-- Start of Excerpted data --

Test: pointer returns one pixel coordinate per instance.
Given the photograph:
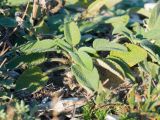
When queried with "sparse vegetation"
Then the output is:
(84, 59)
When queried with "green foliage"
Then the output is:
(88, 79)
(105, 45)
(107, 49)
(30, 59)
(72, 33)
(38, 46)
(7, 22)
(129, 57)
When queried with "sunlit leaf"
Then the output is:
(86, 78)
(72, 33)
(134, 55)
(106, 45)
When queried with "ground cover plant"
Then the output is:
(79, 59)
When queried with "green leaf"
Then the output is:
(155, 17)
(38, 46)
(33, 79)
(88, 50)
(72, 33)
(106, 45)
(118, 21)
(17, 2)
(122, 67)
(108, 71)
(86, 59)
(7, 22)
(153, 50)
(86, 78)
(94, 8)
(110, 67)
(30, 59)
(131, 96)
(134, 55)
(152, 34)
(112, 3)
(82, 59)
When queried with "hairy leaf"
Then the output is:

-- End of Excerpted data --
-- Start of Excerpted data --

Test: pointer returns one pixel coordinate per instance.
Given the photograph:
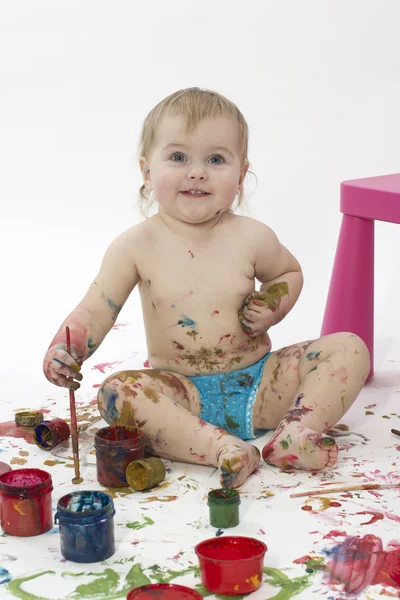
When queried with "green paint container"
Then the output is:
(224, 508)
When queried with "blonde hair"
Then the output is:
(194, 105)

-- End of Excerpted data --

◆ **Work required**: Report every line of the entries above that contains the string "with". Treat uppercase and lowercase as different.

◆ **Task output**:
When queried with "sparse vegetation"
When queried with "green foliage"
When queried with "sunlit leaf"
When queried with "ground cover plant"
When queried with "green leaf"
When queried with "hairy leaf"
When queried with "green paint container"
When queried with "blonde hair"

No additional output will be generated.